* _SHORT PROBLEM_
Reproduce the listing starting at the line containing "of the cup-shaped" and ending at the last line of the listing, changing "deepest" to "innermost" and keeping everything else identical.

* _SUPPLIED MATERIAL_
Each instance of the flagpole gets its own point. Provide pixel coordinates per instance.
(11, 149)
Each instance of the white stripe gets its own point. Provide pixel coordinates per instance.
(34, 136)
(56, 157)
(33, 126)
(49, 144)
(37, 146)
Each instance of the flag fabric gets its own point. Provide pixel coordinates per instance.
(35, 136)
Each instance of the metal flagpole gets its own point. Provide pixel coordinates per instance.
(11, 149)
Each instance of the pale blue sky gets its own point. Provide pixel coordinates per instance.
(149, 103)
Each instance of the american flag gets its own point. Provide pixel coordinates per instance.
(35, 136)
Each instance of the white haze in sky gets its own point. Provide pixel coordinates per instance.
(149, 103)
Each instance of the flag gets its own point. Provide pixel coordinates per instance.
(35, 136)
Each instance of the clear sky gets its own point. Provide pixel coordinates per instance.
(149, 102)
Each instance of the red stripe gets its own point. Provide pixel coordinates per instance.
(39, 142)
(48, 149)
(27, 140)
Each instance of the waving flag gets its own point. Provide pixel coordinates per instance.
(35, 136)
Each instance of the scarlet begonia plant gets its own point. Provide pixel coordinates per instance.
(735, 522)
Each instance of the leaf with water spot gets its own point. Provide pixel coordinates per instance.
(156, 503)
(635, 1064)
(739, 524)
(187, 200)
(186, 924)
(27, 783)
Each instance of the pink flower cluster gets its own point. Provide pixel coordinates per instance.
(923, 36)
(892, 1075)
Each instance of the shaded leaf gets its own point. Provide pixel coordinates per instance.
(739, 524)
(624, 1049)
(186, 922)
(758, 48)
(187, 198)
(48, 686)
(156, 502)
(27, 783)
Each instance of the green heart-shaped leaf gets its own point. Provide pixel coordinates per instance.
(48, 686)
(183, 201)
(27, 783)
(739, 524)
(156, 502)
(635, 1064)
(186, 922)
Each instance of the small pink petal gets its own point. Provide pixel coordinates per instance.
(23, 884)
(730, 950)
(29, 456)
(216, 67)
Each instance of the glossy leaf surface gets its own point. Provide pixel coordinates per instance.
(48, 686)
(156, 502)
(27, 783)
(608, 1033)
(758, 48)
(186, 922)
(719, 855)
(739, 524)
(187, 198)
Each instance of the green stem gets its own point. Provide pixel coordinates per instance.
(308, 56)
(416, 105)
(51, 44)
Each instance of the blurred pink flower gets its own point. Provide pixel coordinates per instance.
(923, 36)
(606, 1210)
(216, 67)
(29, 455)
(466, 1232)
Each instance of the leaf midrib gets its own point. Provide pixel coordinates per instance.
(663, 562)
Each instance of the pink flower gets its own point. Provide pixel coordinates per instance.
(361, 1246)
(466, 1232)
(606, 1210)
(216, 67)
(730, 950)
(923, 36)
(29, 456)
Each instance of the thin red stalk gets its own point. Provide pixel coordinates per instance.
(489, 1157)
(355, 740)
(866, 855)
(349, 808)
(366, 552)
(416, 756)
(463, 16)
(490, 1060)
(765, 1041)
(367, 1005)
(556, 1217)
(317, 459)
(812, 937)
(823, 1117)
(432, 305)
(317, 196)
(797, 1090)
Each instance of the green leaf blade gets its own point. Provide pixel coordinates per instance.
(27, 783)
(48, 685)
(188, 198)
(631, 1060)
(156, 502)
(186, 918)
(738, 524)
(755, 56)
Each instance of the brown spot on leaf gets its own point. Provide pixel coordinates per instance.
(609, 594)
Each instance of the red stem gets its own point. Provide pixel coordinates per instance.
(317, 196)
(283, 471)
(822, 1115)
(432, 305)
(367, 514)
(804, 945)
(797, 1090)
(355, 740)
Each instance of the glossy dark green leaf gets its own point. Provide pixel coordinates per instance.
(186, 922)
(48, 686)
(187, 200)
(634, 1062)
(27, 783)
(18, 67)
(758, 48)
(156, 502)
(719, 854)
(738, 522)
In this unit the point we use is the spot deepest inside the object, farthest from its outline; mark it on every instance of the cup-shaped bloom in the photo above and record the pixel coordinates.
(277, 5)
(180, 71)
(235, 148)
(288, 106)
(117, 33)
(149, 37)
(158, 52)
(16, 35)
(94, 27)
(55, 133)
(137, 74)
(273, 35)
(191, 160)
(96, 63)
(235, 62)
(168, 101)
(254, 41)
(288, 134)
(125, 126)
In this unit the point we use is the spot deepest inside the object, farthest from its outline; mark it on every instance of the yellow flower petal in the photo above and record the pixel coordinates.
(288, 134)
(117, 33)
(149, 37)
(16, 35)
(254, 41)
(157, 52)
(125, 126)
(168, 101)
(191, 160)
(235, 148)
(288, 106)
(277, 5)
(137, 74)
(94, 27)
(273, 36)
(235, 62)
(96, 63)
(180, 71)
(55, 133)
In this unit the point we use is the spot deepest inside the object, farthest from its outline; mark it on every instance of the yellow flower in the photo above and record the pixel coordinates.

* _RESULT_
In this unit the point we use is the spot innermost inside the object, farthest from its outline; mark it on every instance of the cup-shaped bloom in the photo above and record the pixel coordinates.
(277, 5)
(180, 71)
(235, 148)
(288, 106)
(117, 33)
(149, 37)
(158, 52)
(16, 35)
(94, 27)
(55, 133)
(137, 74)
(273, 35)
(191, 160)
(96, 63)
(235, 62)
(168, 101)
(254, 41)
(288, 134)
(125, 126)
In this unit the point we use is the spot innermost inside the object, farthest from its outline; mark it on every instance of the yellow flower petal in the photo above and record the pixel coordinates.
(288, 134)
(117, 33)
(149, 37)
(16, 35)
(254, 41)
(157, 52)
(125, 126)
(168, 101)
(191, 160)
(235, 148)
(288, 106)
(277, 5)
(137, 74)
(94, 27)
(273, 36)
(235, 62)
(96, 63)
(180, 71)
(55, 133)
In this unit the point we use is the spot innermost inside the object, farthest from its outline; mark it on every instance of the yellow flower in the photo above and record the pixel coordinates.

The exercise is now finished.